[ACTIVITY]
Print exactly what appears from the line containing "A note for the class: find the white wall" through the final line of the data below, pictures excluded.
[Opening SOURCE DATA section]
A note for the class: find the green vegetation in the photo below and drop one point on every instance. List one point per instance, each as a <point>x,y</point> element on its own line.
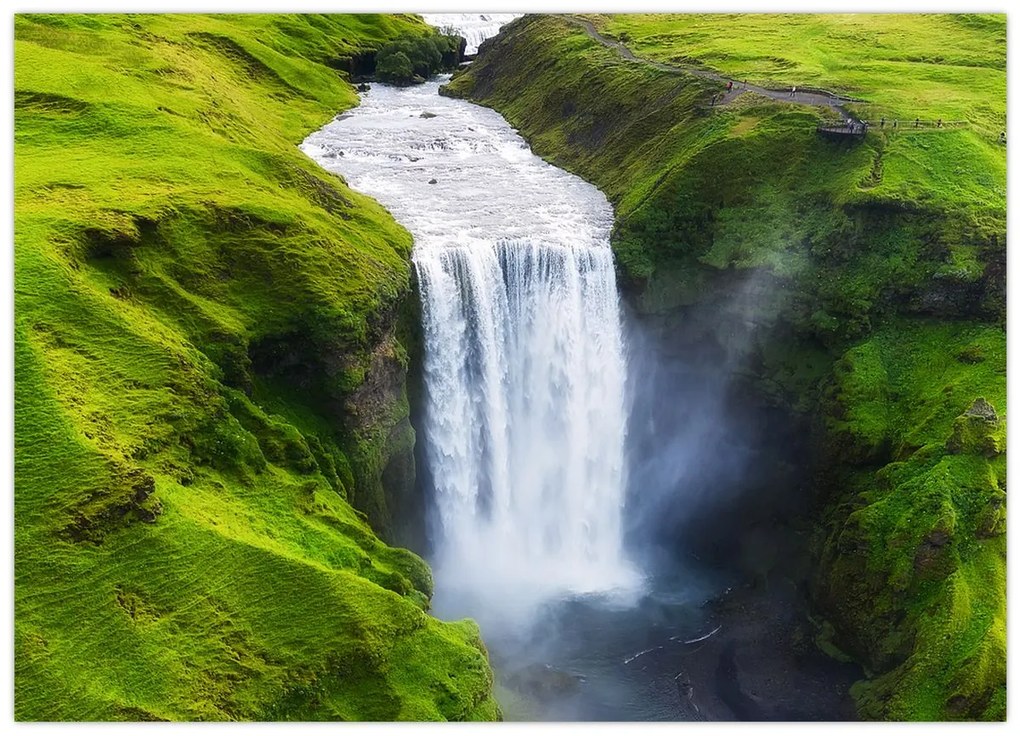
<point>950,66</point>
<point>209,373</point>
<point>415,58</point>
<point>914,571</point>
<point>874,271</point>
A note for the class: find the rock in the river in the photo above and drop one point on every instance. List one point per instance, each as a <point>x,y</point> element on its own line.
<point>544,682</point>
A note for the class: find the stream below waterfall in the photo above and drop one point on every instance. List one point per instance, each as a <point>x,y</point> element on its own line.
<point>524,424</point>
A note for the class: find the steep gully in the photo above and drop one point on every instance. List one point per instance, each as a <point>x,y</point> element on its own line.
<point>526,407</point>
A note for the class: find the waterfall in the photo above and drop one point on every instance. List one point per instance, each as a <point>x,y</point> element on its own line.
<point>475,28</point>
<point>524,375</point>
<point>524,368</point>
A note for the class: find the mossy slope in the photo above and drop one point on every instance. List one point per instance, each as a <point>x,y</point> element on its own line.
<point>873,278</point>
<point>209,372</point>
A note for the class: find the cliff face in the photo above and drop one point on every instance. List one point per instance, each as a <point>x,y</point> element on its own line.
<point>858,287</point>
<point>211,417</point>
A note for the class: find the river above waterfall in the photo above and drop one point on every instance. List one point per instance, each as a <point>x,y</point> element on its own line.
<point>525,373</point>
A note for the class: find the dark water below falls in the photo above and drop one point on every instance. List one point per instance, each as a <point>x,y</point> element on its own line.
<point>524,430</point>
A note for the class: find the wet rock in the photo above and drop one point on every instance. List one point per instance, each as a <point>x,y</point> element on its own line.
<point>991,519</point>
<point>978,430</point>
<point>933,559</point>
<point>544,682</point>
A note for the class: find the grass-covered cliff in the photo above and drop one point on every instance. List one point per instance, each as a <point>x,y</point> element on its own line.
<point>876,271</point>
<point>209,381</point>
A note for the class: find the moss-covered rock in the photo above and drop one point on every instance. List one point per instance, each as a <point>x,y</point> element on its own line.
<point>872,276</point>
<point>207,373</point>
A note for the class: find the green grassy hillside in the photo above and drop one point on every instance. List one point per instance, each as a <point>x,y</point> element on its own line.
<point>209,372</point>
<point>878,274</point>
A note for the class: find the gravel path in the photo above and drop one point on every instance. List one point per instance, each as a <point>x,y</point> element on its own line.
<point>816,99</point>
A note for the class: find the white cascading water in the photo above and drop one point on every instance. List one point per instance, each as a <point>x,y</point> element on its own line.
<point>523,355</point>
<point>474,28</point>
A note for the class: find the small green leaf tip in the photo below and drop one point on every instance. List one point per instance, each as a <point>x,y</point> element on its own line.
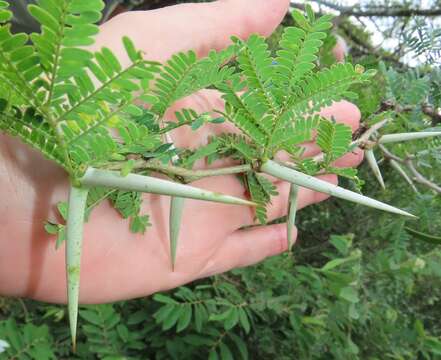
<point>74,240</point>
<point>292,211</point>
<point>272,168</point>
<point>391,138</point>
<point>134,182</point>
<point>370,157</point>
<point>176,210</point>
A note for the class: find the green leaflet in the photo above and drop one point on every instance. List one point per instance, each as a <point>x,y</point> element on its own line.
<point>370,157</point>
<point>333,139</point>
<point>176,211</point>
<point>260,190</point>
<point>184,74</point>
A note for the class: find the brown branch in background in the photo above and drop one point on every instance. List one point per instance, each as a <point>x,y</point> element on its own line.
<point>408,163</point>
<point>428,110</point>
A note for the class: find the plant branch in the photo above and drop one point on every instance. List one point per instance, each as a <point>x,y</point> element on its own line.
<point>379,11</point>
<point>408,163</point>
<point>189,175</point>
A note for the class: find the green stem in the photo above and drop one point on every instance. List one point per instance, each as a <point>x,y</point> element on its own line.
<point>176,211</point>
<point>74,239</point>
<point>370,157</point>
<point>190,175</point>
<point>292,211</point>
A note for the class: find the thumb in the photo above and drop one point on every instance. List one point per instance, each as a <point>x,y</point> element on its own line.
<point>197,26</point>
<point>248,247</point>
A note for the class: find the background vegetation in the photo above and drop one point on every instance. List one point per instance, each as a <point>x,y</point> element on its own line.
<point>359,284</point>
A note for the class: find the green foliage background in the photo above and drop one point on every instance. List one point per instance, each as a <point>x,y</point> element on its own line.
<point>358,284</point>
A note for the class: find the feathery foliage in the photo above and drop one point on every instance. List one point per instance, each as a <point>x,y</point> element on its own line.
<point>80,108</point>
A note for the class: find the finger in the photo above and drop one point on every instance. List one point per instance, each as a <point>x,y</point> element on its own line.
<point>340,49</point>
<point>200,27</point>
<point>247,247</point>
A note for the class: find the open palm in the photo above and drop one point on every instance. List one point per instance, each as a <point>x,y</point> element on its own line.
<point>117,264</point>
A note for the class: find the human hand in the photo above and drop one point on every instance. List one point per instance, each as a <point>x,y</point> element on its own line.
<point>117,264</point>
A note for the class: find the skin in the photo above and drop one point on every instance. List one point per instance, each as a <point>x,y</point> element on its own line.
<point>117,264</point>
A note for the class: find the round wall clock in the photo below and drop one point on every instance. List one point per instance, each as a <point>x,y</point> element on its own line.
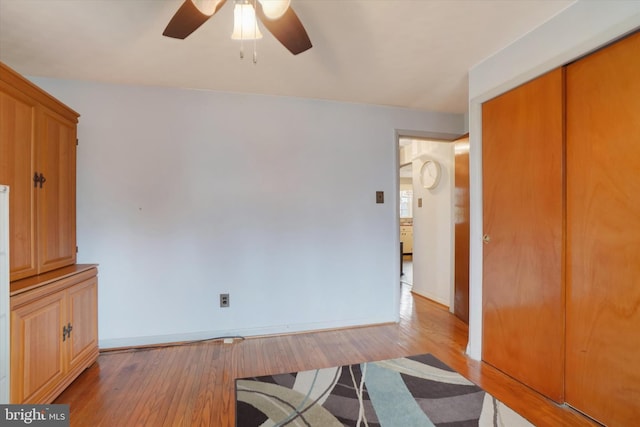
<point>430,173</point>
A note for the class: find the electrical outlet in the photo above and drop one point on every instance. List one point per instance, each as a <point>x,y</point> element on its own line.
<point>224,300</point>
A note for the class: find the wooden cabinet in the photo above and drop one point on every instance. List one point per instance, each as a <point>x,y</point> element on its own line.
<point>37,161</point>
<point>54,332</point>
<point>406,237</point>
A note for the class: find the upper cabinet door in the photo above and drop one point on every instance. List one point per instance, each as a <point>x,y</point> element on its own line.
<point>523,288</point>
<point>17,168</point>
<point>56,200</point>
<point>603,233</point>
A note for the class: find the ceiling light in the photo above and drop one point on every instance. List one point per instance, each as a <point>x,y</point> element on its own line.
<point>245,26</point>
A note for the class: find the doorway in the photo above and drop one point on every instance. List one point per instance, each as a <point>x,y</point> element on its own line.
<point>437,209</point>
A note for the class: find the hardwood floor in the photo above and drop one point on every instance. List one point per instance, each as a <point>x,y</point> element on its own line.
<point>193,385</point>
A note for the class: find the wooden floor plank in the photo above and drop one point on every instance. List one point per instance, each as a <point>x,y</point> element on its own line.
<point>193,385</point>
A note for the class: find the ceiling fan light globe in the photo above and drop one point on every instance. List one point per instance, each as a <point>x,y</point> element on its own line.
<point>208,7</point>
<point>274,9</point>
<point>245,26</point>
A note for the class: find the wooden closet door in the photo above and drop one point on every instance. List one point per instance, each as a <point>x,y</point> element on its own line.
<point>461,220</point>
<point>603,234</point>
<point>523,288</point>
<point>56,200</point>
<point>17,167</point>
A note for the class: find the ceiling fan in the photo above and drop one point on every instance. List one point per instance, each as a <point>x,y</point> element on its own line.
<point>277,16</point>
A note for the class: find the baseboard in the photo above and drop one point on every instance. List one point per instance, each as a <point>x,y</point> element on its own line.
<point>160,340</point>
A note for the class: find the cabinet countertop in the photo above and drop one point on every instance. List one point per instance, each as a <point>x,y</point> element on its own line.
<point>24,285</point>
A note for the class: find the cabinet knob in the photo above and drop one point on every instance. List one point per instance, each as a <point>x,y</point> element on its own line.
<point>38,179</point>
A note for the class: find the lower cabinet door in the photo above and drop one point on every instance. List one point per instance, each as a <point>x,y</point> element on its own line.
<point>83,306</point>
<point>37,363</point>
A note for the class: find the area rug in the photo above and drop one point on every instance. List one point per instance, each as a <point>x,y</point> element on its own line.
<point>413,391</point>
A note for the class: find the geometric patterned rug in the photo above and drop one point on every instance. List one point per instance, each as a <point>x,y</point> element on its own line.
<point>412,391</point>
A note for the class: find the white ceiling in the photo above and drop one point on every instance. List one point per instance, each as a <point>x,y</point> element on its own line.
<point>407,53</point>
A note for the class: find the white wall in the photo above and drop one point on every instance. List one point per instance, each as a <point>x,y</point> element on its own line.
<point>579,29</point>
<point>184,194</point>
<point>433,225</point>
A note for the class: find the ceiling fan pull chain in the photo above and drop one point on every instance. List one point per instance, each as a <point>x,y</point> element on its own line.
<point>255,33</point>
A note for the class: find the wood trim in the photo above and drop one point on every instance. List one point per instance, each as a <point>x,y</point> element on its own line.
<point>13,78</point>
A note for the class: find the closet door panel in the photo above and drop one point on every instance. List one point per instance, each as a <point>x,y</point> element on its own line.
<point>603,232</point>
<point>523,293</point>
<point>17,145</point>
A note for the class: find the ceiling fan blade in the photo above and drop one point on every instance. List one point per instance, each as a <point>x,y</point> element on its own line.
<point>187,19</point>
<point>287,29</point>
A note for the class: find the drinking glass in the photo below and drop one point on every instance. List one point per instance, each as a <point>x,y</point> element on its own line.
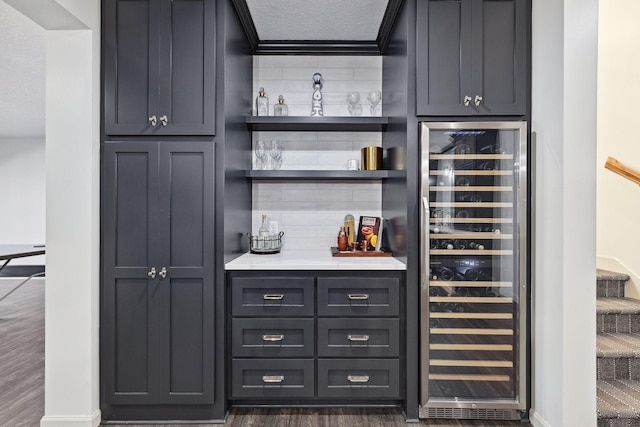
[Closing SOURCE DATA section]
[YOUR RESPONSE]
A note for the class: find the white wall in the photo above and drop one point on every instance. List one point per instance, each as a <point>x,y</point> element on its own line.
<point>579,29</point>
<point>184,194</point>
<point>433,225</point>
A note for the class: find the ceiling fan pull chain in the photo above and drop one point on every instance. List one point per instance, each as a <point>x,y</point> element on its own line.
<point>255,33</point>
A note for the class: find the wood trim in the photo above and drop one point on every instance. List one point per instance, each as a <point>x,y</point> element on its own line.
<point>13,78</point>
A note for the class: find the closet door panel in the photo above and drop one point on every instance. List one point per instance, each as a <point>x,y</point> element on its own line.
<point>603,232</point>
<point>523,293</point>
<point>17,145</point>
A note for the class: find the ceiling fan blade in the photo above and drop one point on every instance. List one point per instance, each as a <point>x,y</point> element on its own line.
<point>187,19</point>
<point>287,29</point>
A note for the class: find the drinking glass in the photo below and drop one point on every instance. List one point per instance, each as a <point>x,y</point> element on its own line.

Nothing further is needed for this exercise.